Write out everything from the line containing "Would you be able to mark the sunset" down to the end of the listing, reproducing each line without change.

BEGIN Provided entries

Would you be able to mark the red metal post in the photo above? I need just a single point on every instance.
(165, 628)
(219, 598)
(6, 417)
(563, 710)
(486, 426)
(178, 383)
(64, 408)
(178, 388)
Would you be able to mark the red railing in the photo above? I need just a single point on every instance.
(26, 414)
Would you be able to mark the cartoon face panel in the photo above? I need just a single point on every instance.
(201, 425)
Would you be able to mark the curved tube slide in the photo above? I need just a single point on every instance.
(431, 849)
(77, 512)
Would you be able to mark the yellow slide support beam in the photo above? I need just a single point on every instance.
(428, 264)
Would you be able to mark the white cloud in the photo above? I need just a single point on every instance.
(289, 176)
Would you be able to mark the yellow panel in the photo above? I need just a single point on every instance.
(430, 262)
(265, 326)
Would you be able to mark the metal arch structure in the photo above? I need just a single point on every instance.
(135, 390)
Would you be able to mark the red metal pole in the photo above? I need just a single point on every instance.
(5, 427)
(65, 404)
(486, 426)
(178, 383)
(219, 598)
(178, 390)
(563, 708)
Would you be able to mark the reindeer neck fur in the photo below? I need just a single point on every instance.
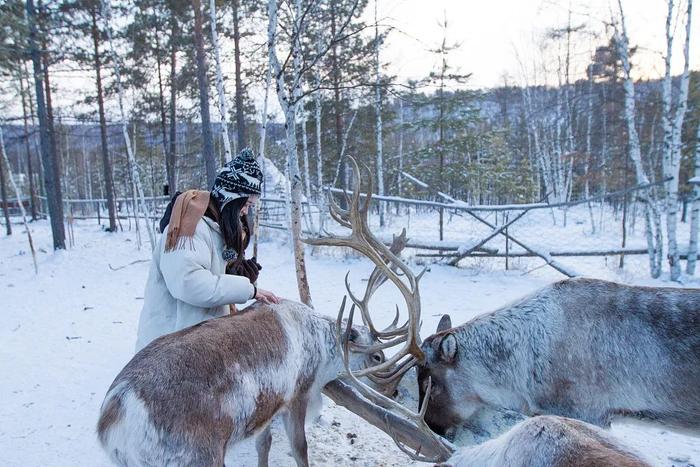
(535, 355)
(222, 381)
(547, 440)
(500, 350)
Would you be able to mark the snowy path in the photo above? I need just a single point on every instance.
(68, 331)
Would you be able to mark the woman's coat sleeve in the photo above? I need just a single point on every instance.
(187, 274)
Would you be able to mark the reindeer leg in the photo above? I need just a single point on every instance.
(262, 445)
(294, 420)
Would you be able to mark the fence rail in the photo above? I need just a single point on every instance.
(594, 227)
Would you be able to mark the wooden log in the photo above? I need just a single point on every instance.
(522, 254)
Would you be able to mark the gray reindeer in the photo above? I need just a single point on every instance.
(188, 396)
(462, 370)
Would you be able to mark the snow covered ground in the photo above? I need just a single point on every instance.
(67, 332)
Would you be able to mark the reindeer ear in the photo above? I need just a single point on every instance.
(448, 348)
(445, 323)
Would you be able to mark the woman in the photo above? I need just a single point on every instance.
(207, 233)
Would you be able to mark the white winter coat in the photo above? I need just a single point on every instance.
(189, 285)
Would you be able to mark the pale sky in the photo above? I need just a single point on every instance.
(493, 34)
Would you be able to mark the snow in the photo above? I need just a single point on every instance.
(69, 330)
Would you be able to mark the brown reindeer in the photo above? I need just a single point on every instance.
(187, 396)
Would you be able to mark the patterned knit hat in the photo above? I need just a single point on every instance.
(238, 178)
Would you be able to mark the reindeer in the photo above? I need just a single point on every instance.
(187, 396)
(446, 386)
(548, 441)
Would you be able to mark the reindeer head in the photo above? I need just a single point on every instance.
(440, 351)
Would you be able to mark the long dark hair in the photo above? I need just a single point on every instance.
(234, 227)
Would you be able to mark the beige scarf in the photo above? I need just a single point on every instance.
(188, 210)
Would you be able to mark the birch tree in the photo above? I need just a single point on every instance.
(3, 193)
(672, 125)
(203, 82)
(139, 201)
(288, 76)
(289, 96)
(652, 217)
(106, 160)
(6, 161)
(378, 112)
(695, 208)
(51, 183)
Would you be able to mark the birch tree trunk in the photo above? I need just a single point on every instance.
(672, 125)
(320, 195)
(25, 119)
(106, 162)
(140, 202)
(240, 115)
(223, 108)
(53, 189)
(203, 82)
(400, 177)
(289, 99)
(378, 123)
(170, 161)
(652, 216)
(6, 161)
(694, 210)
(307, 175)
(261, 159)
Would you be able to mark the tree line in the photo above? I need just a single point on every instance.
(170, 89)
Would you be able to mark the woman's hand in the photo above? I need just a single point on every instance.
(266, 297)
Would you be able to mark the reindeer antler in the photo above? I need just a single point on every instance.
(389, 266)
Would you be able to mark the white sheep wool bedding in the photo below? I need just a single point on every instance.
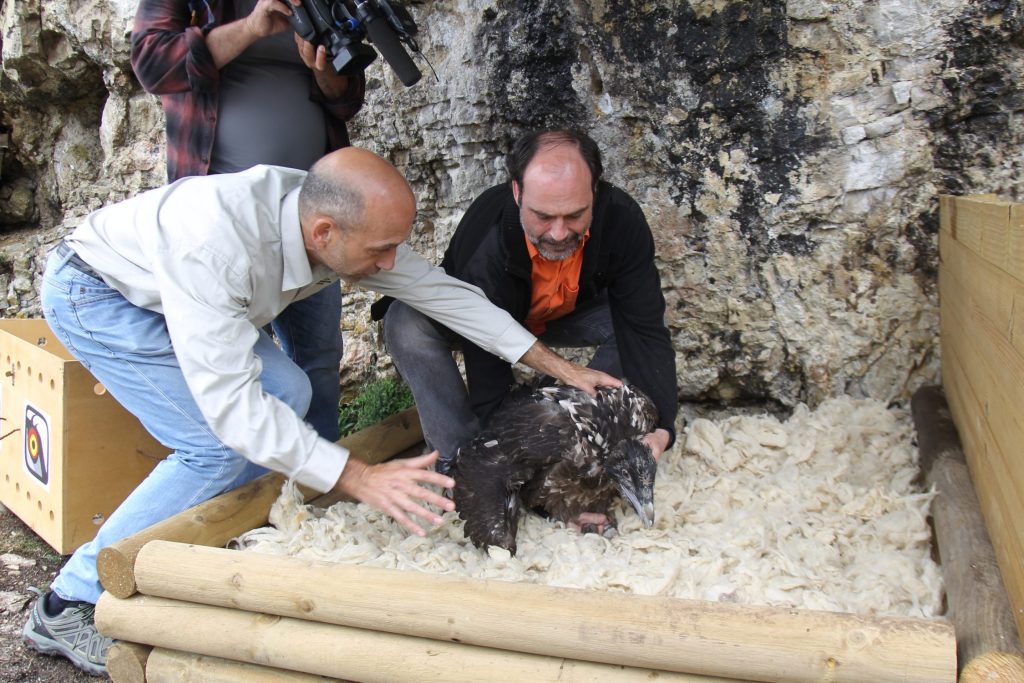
(817, 512)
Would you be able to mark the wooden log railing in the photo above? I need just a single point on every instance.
(221, 518)
(988, 646)
(702, 638)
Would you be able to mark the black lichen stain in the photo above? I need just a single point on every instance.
(726, 59)
(975, 129)
(531, 47)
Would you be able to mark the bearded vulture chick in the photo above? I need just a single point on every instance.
(560, 453)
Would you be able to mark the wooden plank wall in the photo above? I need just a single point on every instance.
(981, 294)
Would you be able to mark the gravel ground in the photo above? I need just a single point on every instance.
(27, 561)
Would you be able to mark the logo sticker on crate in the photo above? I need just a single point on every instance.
(37, 444)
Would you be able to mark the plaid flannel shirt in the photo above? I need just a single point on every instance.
(171, 59)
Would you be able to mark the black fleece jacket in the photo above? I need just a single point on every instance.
(488, 250)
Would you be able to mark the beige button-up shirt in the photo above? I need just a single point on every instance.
(221, 256)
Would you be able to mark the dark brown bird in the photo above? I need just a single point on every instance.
(560, 453)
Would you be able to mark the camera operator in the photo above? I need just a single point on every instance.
(240, 88)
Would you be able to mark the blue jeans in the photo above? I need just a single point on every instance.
(422, 352)
(309, 332)
(128, 349)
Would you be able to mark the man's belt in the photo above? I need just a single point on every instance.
(64, 249)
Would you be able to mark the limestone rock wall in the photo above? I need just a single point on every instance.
(787, 155)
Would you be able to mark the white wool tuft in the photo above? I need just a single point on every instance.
(818, 512)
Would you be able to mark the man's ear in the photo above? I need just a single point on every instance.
(323, 231)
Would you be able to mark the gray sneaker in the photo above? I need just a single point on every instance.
(71, 634)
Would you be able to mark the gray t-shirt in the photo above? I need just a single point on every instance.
(265, 115)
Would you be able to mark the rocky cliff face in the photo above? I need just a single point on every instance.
(787, 155)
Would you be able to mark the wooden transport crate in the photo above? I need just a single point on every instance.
(981, 293)
(69, 454)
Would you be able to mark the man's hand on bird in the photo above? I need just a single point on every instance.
(657, 440)
(543, 359)
(396, 488)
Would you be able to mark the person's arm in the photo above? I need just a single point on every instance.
(396, 488)
(543, 359)
(463, 308)
(214, 342)
(171, 54)
(267, 17)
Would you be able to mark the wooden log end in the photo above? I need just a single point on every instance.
(993, 668)
(117, 572)
(126, 663)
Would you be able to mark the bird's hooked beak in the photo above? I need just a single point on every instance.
(634, 474)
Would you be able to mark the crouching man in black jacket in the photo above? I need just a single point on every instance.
(571, 258)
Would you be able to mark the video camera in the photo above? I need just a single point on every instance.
(340, 27)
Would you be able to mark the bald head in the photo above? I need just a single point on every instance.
(356, 188)
(355, 209)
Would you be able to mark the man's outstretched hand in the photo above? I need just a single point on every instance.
(396, 488)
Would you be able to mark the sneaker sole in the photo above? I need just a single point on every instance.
(51, 647)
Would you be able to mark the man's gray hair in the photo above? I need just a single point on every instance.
(322, 195)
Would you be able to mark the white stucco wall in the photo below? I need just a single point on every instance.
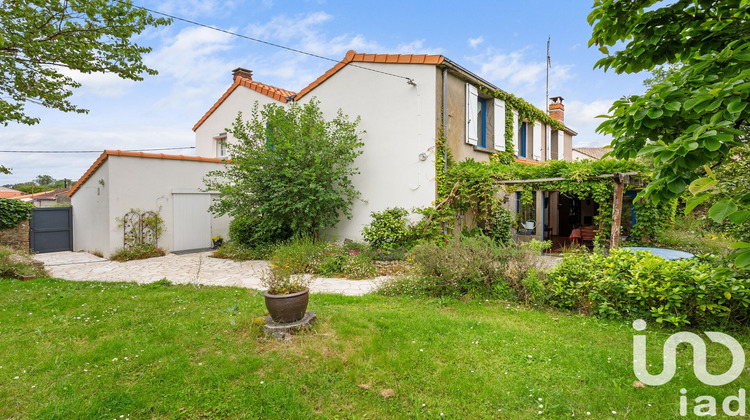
(91, 213)
(242, 99)
(147, 184)
(399, 120)
(134, 183)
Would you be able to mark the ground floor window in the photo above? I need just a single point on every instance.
(526, 215)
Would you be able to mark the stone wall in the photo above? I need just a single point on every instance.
(17, 237)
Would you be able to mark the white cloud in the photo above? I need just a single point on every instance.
(474, 42)
(195, 61)
(516, 71)
(196, 8)
(286, 28)
(581, 116)
(99, 84)
(72, 166)
(307, 33)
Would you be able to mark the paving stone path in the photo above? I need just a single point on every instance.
(196, 268)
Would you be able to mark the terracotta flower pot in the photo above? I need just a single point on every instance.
(287, 308)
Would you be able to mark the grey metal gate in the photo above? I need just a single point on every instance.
(51, 229)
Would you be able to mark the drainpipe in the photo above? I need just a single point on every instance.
(445, 134)
(445, 116)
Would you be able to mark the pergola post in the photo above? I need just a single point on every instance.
(620, 181)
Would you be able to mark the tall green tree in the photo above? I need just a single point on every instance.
(40, 37)
(290, 173)
(689, 120)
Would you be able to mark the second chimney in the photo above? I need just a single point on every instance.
(243, 73)
(557, 109)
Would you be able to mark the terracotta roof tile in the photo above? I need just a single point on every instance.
(107, 153)
(268, 90)
(354, 57)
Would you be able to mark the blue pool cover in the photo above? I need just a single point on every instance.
(667, 254)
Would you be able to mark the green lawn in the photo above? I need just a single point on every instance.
(106, 350)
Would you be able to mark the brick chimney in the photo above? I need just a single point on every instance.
(243, 73)
(557, 109)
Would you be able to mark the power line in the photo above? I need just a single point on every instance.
(93, 151)
(283, 47)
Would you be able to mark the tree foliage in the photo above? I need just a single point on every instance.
(290, 172)
(689, 119)
(41, 40)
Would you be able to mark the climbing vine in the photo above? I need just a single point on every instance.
(440, 176)
(472, 187)
(525, 110)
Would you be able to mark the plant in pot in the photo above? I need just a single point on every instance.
(287, 295)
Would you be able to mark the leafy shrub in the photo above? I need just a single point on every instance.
(330, 261)
(641, 285)
(13, 212)
(14, 263)
(137, 252)
(499, 226)
(469, 265)
(296, 256)
(359, 266)
(389, 230)
(525, 271)
(475, 265)
(238, 252)
(291, 171)
(279, 282)
(249, 230)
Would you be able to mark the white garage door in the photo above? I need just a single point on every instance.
(192, 221)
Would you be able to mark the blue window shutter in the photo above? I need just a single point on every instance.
(515, 132)
(471, 115)
(499, 124)
(538, 141)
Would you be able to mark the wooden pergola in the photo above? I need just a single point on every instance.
(620, 178)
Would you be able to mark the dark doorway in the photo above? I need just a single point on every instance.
(51, 229)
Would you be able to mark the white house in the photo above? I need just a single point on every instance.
(169, 184)
(403, 101)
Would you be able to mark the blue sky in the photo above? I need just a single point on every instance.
(502, 41)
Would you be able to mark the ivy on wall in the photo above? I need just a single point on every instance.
(13, 212)
(472, 186)
(526, 111)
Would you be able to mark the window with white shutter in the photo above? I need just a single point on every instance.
(472, 125)
(499, 125)
(538, 141)
(515, 132)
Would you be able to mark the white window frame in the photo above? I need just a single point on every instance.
(472, 97)
(515, 132)
(221, 146)
(537, 141)
(499, 126)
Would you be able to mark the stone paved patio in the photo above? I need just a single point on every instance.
(197, 268)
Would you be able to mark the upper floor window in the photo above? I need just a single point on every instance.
(523, 139)
(221, 146)
(476, 117)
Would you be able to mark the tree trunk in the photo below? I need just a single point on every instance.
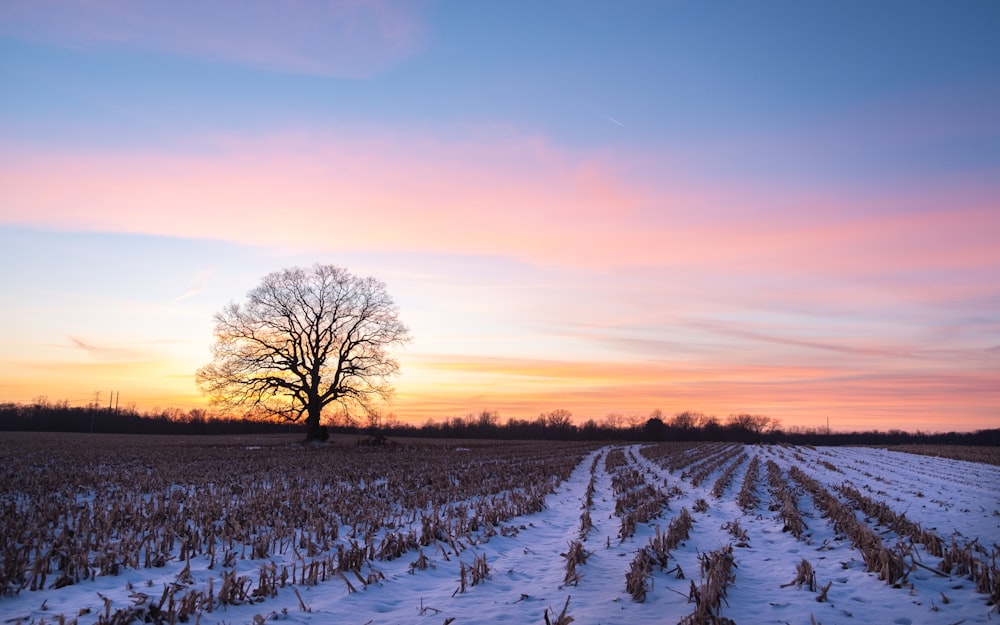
(314, 431)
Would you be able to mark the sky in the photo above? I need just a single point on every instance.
(781, 208)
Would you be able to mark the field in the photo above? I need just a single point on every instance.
(115, 529)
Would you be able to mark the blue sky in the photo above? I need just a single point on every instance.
(786, 208)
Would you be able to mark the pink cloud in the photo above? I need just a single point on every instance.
(504, 194)
(345, 38)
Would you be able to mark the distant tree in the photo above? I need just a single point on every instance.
(304, 339)
(558, 419)
(749, 428)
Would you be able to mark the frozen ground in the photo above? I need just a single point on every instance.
(526, 570)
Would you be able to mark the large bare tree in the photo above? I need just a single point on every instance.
(304, 339)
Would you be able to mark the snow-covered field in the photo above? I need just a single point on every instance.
(526, 580)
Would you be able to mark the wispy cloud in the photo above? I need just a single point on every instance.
(199, 281)
(105, 352)
(346, 38)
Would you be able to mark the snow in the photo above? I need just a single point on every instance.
(526, 570)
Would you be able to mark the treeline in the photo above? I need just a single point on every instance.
(555, 425)
(43, 416)
(685, 426)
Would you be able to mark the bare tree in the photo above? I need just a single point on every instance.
(304, 339)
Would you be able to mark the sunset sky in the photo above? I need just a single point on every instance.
(787, 208)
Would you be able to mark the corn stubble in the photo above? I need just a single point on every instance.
(333, 514)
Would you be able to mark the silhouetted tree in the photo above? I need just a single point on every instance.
(304, 339)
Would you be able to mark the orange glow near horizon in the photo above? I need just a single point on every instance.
(576, 225)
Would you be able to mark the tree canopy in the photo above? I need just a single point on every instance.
(305, 338)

END Provided entries

*The answer*:
Would you be able to mark the sunset sky in the photo above? I need just a single point on every instance.
(787, 208)
Would you be able to mark the corn stubble in the photo above? I need just a single point on every instance.
(333, 514)
Would you be able to mark the silhouetted tree in the photo above? I need just a single point on every instance.
(304, 339)
Would you be able to mark the orange glow near horizon in the photo above? I need just a single point on every instance.
(576, 225)
Would you be able to mark the tree canopy in the photo above? I need just a single point on every instance.
(305, 338)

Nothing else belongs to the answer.